Exercise objective: Your answer is the lines below, exactly, from the one that contains "Query: adult elephant" through the one that contains "dry grass, imagine", both included.

Data extracted from a collection:

——

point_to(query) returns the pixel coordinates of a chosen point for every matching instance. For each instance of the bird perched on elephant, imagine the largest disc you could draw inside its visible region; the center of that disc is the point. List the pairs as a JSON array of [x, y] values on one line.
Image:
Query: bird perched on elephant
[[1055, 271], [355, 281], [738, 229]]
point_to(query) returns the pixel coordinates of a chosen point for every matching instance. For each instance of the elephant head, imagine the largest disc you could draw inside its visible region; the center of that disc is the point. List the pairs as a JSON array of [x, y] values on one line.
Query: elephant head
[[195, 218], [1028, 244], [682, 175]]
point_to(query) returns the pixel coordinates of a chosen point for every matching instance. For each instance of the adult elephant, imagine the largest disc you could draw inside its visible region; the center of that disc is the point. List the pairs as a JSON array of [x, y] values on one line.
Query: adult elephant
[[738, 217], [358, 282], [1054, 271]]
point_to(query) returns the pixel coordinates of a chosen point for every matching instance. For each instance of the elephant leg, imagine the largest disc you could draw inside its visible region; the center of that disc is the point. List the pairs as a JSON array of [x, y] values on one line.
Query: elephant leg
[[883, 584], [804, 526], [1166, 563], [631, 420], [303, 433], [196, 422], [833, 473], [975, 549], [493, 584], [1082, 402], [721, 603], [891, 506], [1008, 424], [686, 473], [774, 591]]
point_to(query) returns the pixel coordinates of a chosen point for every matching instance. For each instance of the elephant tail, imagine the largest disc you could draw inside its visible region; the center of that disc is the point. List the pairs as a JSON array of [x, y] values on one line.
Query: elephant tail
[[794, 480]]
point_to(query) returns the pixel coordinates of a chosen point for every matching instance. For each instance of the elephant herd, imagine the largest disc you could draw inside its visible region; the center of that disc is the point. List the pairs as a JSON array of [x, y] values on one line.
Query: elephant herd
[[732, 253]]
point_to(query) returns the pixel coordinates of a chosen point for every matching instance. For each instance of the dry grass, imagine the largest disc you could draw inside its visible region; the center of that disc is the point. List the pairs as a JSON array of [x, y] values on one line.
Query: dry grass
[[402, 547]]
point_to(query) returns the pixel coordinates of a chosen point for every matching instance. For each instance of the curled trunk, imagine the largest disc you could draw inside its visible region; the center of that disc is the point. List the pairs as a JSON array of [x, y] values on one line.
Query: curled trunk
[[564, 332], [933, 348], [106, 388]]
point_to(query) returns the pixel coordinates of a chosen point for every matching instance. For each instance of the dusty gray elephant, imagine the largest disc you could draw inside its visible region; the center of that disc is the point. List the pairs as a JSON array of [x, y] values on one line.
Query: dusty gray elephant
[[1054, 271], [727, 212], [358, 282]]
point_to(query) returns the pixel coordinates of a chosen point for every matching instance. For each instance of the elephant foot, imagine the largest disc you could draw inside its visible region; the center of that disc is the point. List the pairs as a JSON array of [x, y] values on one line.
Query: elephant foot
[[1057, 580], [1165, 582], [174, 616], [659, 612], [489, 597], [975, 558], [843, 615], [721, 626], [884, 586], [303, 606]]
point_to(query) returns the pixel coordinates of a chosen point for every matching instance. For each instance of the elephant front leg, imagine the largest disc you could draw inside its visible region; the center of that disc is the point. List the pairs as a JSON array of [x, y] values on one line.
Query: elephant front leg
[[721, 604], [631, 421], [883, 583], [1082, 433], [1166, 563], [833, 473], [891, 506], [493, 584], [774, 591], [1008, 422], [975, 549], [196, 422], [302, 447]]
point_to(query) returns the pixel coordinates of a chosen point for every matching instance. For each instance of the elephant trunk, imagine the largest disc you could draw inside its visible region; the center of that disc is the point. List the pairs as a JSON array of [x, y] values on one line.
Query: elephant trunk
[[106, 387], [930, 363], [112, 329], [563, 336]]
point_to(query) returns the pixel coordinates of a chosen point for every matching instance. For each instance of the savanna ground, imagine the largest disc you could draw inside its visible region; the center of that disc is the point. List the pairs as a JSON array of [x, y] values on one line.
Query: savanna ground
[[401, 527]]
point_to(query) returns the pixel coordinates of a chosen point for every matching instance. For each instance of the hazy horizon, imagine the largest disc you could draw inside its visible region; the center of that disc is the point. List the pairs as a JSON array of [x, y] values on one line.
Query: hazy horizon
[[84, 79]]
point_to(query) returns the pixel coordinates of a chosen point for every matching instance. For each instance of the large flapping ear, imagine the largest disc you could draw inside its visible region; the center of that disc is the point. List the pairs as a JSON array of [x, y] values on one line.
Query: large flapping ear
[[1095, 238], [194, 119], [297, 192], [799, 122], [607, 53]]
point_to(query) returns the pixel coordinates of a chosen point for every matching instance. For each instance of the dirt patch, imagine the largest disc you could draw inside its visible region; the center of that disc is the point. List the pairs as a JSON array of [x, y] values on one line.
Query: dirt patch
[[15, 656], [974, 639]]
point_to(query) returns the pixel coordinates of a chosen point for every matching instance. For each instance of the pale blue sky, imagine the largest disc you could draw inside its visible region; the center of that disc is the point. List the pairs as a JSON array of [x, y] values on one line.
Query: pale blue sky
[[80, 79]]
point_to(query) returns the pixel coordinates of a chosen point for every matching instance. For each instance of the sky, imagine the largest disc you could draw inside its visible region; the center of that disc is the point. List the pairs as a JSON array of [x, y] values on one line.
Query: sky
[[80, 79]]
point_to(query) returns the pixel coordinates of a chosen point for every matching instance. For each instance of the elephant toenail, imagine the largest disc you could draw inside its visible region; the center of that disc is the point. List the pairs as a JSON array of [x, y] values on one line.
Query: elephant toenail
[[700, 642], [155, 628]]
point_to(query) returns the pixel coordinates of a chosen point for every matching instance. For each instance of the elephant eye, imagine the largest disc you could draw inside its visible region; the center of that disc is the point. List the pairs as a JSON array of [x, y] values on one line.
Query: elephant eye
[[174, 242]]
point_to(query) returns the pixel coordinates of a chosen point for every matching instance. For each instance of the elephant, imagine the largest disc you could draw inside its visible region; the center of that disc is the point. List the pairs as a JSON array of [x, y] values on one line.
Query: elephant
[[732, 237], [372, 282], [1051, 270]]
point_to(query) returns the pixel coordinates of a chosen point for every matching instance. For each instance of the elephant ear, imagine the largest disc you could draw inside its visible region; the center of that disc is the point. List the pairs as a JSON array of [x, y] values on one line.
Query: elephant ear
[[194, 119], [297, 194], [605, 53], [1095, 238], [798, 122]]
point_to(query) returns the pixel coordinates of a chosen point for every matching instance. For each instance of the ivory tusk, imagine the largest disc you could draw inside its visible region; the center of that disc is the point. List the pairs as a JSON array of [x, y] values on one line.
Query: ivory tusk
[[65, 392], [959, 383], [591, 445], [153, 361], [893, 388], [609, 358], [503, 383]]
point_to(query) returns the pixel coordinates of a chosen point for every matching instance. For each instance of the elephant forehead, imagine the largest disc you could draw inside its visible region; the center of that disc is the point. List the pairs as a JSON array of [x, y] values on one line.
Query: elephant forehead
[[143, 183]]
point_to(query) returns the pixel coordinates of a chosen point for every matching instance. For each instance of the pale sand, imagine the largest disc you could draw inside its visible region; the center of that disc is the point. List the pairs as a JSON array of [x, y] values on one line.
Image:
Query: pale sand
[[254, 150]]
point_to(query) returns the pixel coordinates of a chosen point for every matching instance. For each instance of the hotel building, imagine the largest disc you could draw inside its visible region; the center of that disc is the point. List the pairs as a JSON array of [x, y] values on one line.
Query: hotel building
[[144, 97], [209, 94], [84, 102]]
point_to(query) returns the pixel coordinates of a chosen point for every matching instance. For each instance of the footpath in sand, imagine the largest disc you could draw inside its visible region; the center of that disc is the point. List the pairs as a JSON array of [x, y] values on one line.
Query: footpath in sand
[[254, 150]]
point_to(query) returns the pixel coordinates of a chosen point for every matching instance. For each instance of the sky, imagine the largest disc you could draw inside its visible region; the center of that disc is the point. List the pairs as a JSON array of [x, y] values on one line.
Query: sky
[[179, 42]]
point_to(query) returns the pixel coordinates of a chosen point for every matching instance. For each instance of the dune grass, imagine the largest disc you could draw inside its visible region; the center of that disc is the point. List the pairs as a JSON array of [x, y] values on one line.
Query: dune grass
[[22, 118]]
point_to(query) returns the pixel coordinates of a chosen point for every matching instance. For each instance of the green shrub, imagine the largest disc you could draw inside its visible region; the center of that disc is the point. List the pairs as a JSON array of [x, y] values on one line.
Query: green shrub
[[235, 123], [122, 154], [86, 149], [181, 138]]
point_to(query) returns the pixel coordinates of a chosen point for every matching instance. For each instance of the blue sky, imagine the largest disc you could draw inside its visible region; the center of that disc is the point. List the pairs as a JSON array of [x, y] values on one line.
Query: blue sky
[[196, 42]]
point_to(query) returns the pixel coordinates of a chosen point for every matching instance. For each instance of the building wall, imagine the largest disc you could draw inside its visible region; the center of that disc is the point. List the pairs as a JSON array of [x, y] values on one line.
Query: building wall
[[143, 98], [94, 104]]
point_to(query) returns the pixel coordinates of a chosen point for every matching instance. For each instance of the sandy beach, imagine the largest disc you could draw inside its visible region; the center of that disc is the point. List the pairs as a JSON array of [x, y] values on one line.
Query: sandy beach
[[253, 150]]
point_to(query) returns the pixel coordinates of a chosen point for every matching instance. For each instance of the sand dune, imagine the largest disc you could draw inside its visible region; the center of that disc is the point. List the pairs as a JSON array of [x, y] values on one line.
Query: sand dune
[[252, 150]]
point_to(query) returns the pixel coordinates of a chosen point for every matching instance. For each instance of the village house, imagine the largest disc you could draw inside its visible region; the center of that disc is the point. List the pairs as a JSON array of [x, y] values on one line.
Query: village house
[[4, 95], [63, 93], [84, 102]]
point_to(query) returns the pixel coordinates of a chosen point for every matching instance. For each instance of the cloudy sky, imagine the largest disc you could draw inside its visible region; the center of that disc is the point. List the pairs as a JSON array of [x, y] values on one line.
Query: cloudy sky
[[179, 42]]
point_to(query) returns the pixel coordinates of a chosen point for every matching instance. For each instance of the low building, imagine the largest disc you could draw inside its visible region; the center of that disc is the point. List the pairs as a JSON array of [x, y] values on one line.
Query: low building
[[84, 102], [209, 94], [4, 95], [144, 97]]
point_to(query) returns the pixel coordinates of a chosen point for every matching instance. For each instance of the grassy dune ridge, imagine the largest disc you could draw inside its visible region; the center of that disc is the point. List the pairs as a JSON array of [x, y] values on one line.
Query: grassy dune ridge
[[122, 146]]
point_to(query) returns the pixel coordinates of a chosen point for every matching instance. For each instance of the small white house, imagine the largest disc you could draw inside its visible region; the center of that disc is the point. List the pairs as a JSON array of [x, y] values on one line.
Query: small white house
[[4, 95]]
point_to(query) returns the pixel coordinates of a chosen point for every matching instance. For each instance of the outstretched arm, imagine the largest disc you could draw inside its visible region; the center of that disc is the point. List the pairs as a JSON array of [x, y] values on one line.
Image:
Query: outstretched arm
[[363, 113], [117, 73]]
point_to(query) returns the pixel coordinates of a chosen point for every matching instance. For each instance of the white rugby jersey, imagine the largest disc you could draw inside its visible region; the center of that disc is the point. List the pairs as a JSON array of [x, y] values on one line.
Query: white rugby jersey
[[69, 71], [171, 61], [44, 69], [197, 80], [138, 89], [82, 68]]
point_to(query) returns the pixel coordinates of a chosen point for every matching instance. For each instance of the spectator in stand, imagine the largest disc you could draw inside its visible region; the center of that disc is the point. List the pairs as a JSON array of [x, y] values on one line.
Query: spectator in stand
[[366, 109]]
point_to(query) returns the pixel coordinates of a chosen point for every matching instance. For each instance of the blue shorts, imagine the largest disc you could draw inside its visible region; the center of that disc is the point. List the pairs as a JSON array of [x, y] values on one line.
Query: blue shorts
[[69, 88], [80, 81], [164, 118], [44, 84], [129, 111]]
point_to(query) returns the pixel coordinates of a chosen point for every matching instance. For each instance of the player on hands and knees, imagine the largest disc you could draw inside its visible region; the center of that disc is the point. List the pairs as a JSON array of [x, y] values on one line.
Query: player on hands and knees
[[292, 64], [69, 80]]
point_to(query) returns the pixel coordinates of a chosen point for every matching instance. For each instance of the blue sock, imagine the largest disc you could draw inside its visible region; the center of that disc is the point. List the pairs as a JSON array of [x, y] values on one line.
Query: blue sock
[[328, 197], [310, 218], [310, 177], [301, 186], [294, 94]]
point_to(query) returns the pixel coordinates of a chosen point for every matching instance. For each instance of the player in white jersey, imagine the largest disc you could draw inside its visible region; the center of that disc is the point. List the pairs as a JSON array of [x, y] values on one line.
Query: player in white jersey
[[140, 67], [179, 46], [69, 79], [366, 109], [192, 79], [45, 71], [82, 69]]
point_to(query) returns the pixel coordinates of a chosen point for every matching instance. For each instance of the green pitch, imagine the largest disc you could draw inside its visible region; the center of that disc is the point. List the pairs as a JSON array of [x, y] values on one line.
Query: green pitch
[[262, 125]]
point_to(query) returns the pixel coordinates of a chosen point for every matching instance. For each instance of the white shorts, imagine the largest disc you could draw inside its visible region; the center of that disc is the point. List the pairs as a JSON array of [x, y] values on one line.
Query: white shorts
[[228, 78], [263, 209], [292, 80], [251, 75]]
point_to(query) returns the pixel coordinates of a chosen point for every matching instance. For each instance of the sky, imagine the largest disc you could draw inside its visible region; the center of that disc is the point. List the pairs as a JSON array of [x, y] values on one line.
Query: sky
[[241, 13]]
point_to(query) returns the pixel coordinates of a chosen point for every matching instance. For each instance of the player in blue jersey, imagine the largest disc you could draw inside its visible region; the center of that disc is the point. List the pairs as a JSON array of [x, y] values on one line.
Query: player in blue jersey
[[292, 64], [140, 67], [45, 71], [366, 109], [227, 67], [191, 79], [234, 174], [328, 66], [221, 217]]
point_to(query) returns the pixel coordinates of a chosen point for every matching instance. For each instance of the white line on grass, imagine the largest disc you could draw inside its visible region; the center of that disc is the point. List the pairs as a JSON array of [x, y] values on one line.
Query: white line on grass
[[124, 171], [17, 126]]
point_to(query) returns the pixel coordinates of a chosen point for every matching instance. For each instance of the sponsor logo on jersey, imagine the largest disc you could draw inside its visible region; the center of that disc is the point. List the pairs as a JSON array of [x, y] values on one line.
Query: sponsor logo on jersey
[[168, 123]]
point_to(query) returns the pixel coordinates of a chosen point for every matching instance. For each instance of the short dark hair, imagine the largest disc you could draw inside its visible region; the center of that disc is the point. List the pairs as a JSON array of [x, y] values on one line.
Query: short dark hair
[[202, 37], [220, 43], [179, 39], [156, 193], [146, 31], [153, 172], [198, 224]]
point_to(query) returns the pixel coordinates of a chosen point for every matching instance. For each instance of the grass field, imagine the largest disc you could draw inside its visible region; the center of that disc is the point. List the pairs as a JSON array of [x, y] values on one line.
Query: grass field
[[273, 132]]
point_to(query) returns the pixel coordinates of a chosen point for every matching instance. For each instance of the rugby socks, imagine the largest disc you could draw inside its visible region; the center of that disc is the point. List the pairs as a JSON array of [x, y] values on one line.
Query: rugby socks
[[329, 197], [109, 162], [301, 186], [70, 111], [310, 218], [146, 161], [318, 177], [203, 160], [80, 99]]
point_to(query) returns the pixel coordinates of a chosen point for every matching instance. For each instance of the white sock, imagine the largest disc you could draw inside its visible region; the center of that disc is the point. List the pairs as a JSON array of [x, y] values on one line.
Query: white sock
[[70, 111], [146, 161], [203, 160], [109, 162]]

——

Result:
Query: adult elephant
[[738, 217], [358, 282], [1054, 271]]
point_to(query) returns the pixel coordinates of a chosen point for every matching instance. For each instance of the elephant leg, imagine the largest disc you could draw inside its visible region; the center of that disc is the point. List the pairs as a JSON array of [x, y] values on one line.
Query: elephant leg
[[883, 584], [804, 526], [1166, 563], [631, 420], [303, 433], [196, 422], [833, 473], [975, 549], [493, 584], [1082, 402], [721, 603], [891, 506], [1008, 424], [686, 473], [774, 591]]
point_to(query) returns the pixel coordinates of a chosen point for every matching instance. For each instance of the elephant tail, imagine the largest disc you could draw inside its visible region; the center of that disc is the point. List the pairs as a JSON array of [x, y] values on one line.
Query: elephant tail
[[794, 480]]
point_to(query) returns the pixel coordinates of a chosen point for every matching instance. For each instance of the elephant herd, imagine the largest disc you could draw inside its visible region; the center of that disc is the point. List the pairs as a JSON array of [x, y] values on one line.
Query: elephant herd
[[732, 253]]
point_to(query) returns the pixel coordinates of a chosen point for every matching instance. For each instance of the dry grass, imagine the largest disc you could draw inside its visible region; the center of that disc is the point. List the pairs as a JSON array of [x, y] values on one line.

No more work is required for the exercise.